## [Records provided]

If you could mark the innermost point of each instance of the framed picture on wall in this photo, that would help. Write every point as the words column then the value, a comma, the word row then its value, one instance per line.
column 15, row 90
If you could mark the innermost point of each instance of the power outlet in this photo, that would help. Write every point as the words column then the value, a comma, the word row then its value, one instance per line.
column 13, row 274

---

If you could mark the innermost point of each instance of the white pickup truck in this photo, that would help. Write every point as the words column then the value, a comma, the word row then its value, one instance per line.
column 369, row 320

==

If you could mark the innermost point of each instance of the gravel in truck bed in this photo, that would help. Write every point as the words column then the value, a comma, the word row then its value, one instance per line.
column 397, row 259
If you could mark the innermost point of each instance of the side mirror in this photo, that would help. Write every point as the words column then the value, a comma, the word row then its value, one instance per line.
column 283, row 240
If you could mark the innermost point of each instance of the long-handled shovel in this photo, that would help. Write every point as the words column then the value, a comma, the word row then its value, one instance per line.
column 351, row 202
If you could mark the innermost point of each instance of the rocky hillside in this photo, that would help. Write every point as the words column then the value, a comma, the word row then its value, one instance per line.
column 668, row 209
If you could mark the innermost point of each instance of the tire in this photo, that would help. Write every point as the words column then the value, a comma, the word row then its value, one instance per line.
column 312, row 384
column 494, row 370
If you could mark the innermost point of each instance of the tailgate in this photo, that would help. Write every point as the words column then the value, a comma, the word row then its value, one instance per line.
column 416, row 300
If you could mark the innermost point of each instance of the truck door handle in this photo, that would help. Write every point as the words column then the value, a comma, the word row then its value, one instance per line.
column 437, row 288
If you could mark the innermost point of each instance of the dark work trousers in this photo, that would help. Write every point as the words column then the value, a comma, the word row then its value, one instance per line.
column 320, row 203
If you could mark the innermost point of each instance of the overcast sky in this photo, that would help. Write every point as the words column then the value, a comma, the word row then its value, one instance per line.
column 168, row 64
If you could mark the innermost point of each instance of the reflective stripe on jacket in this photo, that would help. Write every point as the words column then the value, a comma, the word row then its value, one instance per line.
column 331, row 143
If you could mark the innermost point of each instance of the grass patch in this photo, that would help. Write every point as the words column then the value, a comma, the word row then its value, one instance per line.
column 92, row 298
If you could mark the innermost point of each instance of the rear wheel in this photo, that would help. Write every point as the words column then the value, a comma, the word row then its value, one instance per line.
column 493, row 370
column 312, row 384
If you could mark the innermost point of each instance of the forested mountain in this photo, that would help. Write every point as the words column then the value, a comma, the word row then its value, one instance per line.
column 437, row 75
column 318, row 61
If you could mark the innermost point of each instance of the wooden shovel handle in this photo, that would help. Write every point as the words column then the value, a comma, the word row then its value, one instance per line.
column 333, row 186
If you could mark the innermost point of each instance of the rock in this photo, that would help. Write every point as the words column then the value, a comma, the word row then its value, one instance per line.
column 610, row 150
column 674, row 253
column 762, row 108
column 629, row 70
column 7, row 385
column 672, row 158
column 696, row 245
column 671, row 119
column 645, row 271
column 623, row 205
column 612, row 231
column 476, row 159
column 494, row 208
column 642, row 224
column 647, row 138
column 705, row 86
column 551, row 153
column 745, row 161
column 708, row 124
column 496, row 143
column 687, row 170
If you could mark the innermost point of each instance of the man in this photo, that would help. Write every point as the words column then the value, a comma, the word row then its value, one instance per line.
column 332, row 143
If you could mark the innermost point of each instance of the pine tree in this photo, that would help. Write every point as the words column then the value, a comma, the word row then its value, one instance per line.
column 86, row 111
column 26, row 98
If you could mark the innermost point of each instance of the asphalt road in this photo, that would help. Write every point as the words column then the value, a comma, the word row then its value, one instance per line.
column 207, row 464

## [Stated exercise]
Could you extract, word for word, the lines of the data from the line with "of the framed" to the line with "column 13, row 274", including both of those lines?

## [Problem solution]
If you could mark the innermost point of each instance of the framed picture on wall in this photo, that would help. Write every point as the words column then the value, a comma, the word row then its value, one instance per line.
column 15, row 90
If you could mark the innermost point of each instance of the power outlet in this photo, that would help. Write every point as the words column then the value, a comma, the word row then its value, one instance per line.
column 13, row 274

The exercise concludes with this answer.